■ **What needs to be done**: Every record below needs to be written out exactly, apart from the pictures.

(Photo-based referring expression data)
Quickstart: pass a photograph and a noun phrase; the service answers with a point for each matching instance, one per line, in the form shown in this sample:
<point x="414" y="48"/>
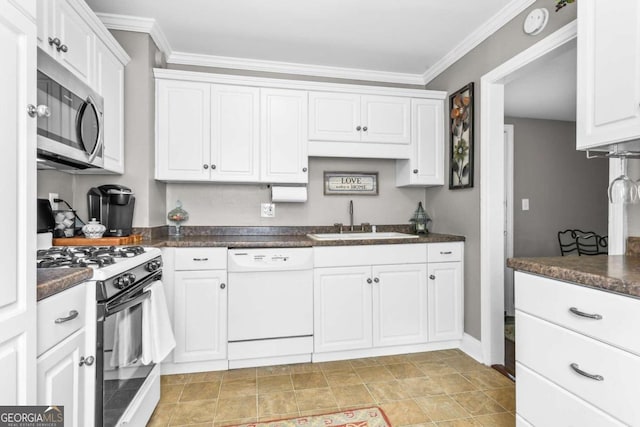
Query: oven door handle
<point x="127" y="304"/>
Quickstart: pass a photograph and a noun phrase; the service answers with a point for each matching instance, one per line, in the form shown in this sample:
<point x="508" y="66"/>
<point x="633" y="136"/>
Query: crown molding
<point x="293" y="68"/>
<point x="497" y="21"/>
<point x="138" y="25"/>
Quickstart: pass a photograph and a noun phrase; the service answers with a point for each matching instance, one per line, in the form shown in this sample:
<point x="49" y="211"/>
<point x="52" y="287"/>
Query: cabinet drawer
<point x="57" y="319"/>
<point x="550" y="350"/>
<point x="539" y="402"/>
<point x="201" y="259"/>
<point x="620" y="314"/>
<point x="443" y="252"/>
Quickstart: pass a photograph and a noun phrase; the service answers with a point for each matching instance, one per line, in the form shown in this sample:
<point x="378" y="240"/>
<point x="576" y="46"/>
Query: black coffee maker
<point x="112" y="205"/>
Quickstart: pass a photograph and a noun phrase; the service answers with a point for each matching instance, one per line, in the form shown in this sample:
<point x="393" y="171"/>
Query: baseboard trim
<point x="472" y="346"/>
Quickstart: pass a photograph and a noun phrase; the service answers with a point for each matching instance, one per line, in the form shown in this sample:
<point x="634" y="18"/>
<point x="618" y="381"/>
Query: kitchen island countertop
<point x="613" y="273"/>
<point x="54" y="280"/>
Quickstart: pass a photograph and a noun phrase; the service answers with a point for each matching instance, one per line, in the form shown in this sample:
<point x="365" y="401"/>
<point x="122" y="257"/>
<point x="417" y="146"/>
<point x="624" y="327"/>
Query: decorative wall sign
<point x="461" y="121"/>
<point x="362" y="183"/>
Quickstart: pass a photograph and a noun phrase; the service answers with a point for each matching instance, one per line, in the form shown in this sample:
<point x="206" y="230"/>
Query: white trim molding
<point x="505" y="15"/>
<point x="492" y="177"/>
<point x="138" y="25"/>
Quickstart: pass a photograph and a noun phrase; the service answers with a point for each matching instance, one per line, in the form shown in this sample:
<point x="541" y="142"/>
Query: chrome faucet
<point x="350" y="215"/>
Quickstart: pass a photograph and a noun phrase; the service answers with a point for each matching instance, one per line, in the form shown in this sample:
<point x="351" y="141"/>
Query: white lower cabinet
<point x="564" y="356"/>
<point x="66" y="363"/>
<point x="200" y="304"/>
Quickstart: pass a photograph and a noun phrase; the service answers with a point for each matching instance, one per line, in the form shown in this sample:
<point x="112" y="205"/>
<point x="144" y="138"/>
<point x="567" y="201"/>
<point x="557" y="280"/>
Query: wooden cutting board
<point x="102" y="241"/>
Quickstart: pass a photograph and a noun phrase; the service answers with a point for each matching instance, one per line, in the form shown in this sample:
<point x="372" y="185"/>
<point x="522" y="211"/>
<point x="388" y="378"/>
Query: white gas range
<point x="127" y="385"/>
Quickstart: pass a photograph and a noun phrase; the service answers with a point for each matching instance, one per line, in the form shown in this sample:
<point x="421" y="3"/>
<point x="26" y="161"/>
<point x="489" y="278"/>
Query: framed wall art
<point x="461" y="149"/>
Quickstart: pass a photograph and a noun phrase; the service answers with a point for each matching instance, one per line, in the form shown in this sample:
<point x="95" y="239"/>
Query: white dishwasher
<point x="270" y="306"/>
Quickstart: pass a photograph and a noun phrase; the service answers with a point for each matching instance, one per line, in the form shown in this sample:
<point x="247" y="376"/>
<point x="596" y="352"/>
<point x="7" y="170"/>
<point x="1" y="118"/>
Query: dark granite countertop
<point x="279" y="240"/>
<point x="614" y="273"/>
<point x="54" y="280"/>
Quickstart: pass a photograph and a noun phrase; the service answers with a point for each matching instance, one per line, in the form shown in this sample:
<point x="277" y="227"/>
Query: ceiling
<point x="545" y="89"/>
<point x="392" y="36"/>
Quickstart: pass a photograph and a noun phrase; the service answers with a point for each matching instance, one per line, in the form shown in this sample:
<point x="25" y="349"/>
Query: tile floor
<point x="440" y="388"/>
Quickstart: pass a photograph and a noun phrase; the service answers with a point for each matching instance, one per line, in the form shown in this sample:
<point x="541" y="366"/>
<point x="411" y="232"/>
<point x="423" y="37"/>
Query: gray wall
<point x="229" y="204"/>
<point x="564" y="188"/>
<point x="458" y="211"/>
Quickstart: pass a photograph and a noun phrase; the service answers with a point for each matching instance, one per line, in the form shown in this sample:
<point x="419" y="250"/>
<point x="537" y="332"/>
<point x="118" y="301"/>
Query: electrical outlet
<point x="267" y="210"/>
<point x="52" y="197"/>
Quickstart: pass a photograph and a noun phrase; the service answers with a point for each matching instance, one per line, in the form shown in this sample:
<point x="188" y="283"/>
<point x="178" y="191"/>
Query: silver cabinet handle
<point x="87" y="361"/>
<point x="583" y="314"/>
<point x="72" y="315"/>
<point x="39" y="111"/>
<point x="577" y="369"/>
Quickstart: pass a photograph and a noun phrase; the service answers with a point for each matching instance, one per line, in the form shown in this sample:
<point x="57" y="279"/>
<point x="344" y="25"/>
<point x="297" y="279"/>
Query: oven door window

■ **Solution for this task**:
Quickstart: pass a photograph and a noun phrase; the service answers with a point for each matching instance, one per line, in the form shown in this sample:
<point x="414" y="48"/>
Query: oven door handle
<point x="127" y="304"/>
Quickstart: pass a photograph and a noun phrase; the service answers with a point for each matching instance, one per line, in the form shown in this sample:
<point x="508" y="66"/>
<point x="633" y="136"/>
Query: crown molding
<point x="293" y="68"/>
<point x="497" y="21"/>
<point x="138" y="25"/>
Quickstart: pass a photograph and a noun phrase; the service answers with a point for each matching instance, one per line, in the form shown in this sample:
<point x="49" y="211"/>
<point x="52" y="287"/>
Query: cabinet drawer
<point x="57" y="319"/>
<point x="550" y="350"/>
<point x="539" y="402"/>
<point x="201" y="259"/>
<point x="620" y="314"/>
<point x="443" y="252"/>
Quickstart: pass a photograph and a noun phrase; the service answers with a point for each matching instance, one per line, in the form shown in this sample:
<point x="378" y="240"/>
<point x="576" y="46"/>
Query: black coffee maker
<point x="112" y="205"/>
Quickstart: pass a photograph and a noun phrase; the service answers with a point for each matching instance, one per line, in the form shown in this sample:
<point x="393" y="171"/>
Query: baseboard trim
<point x="472" y="346"/>
Quickstart: pass a photograph and a noun phrase; the service answers with a point for each matching instance, one per line, in the form shown in this sample:
<point x="634" y="18"/>
<point x="618" y="381"/>
Query: kitchen island countertop
<point x="613" y="273"/>
<point x="54" y="280"/>
Quickstart: pass a photograph and a noun phrase; the service answers with a point for each matching instance, one per line, in the form shown in this sample:
<point x="365" y="401"/>
<point x="122" y="257"/>
<point x="417" y="146"/>
<point x="624" y="327"/>
Query: decorative wall sign
<point x="461" y="121"/>
<point x="362" y="183"/>
Quickstart: pass a photograph and a noun phrase; the service answers with a point for each matching instance, one per line, in the form shown in this sample:
<point x="206" y="230"/>
Query: white trim molding
<point x="505" y="15"/>
<point x="492" y="177"/>
<point x="138" y="25"/>
Quickstart: pass a photograph and a noun phrase; the service answers with a point for each matching instance, one per line, in the form shown in this sample:
<point x="541" y="142"/>
Query: chrome faucet
<point x="350" y="215"/>
Quickstart: pass a photograph and a noun phrase; the service answers with a point for each matching instance, one per line, in the form shown in this sample:
<point x="351" y="141"/>
Query: white lower cabinet
<point x="564" y="356"/>
<point x="66" y="363"/>
<point x="200" y="304"/>
Quickstart: pass a photograph and a noun phrase; the service answers with a point for each matching instance, one per line, in the form shown in this sample:
<point x="112" y="205"/>
<point x="144" y="138"/>
<point x="567" y="201"/>
<point x="557" y="280"/>
Query: wooden cutting board
<point x="102" y="241"/>
Quickstart: pass a photograph and a noun phrase; the service answers with a point for each matching instance, one per line, in the form shown in this sample:
<point x="372" y="185"/>
<point x="522" y="211"/>
<point x="388" y="378"/>
Query: white gas range
<point x="127" y="385"/>
Quickstart: pass a photograph and a noun phrase; the service answers with a point for each matching instance, one per line, in the form shown in this sample:
<point x="421" y="3"/>
<point x="26" y="161"/>
<point x="489" y="278"/>
Query: framed wall art
<point x="461" y="149"/>
Quickstart: pass a photograph and a noun phrase; the service answers with a point for each matching instance, one per line, in the form shown in this sample:
<point x="95" y="239"/>
Query: white dishwasher
<point x="270" y="306"/>
Quickstart: pass a photograph and a noun phrase; the service answers with a point for each matching instance, one per line, in the form shown in this sample:
<point x="247" y="376"/>
<point x="596" y="352"/>
<point x="7" y="170"/>
<point x="1" y="118"/>
Query: dark granite countertop
<point x="279" y="240"/>
<point x="614" y="273"/>
<point x="54" y="280"/>
Quickstart: pass a photograph and a noun phrase; the service answers with a point for each matching instance, one per line, in the form shown in this sample:
<point x="277" y="227"/>
Query: ceiling
<point x="545" y="89"/>
<point x="392" y="36"/>
Quickstart: pass a photograph and a noun phrase; the service answers with a point for each matching instance, one per line, in the form shown in this sample:
<point x="25" y="349"/>
Query: tile floor
<point x="440" y="388"/>
Quickstart: pass a photograph and a noun phrase; the service answers with a point for each matching instance, one per line, in the form shown in this sample:
<point x="541" y="366"/>
<point x="411" y="232"/>
<point x="423" y="37"/>
Query: gray wall
<point x="229" y="204"/>
<point x="564" y="188"/>
<point x="458" y="211"/>
Quickstart: pass a photograph and a noun phrase; the service answers with a point for each matching instance, one per line, in the form shown in this sample:
<point x="419" y="250"/>
<point x="537" y="332"/>
<point x="118" y="301"/>
Query: electrical outlet
<point x="267" y="210"/>
<point x="52" y="197"/>
Quickstart: pass a photograph and a noun phrase; the service answers with a point for each matching instance, one per line, in the form shown in this sample:
<point x="188" y="283"/>
<point x="178" y="191"/>
Query: silver cabinet handle
<point x="87" y="361"/>
<point x="583" y="314"/>
<point x="72" y="315"/>
<point x="39" y="111"/>
<point x="577" y="369"/>
Quickstart: pass a photograph and a noun phrase; the service answers with a point for each matching instance, one per line, in the form shown in this sample:
<point x="57" y="279"/>
<point x="344" y="25"/>
<point x="297" y="279"/>
Query: oven door window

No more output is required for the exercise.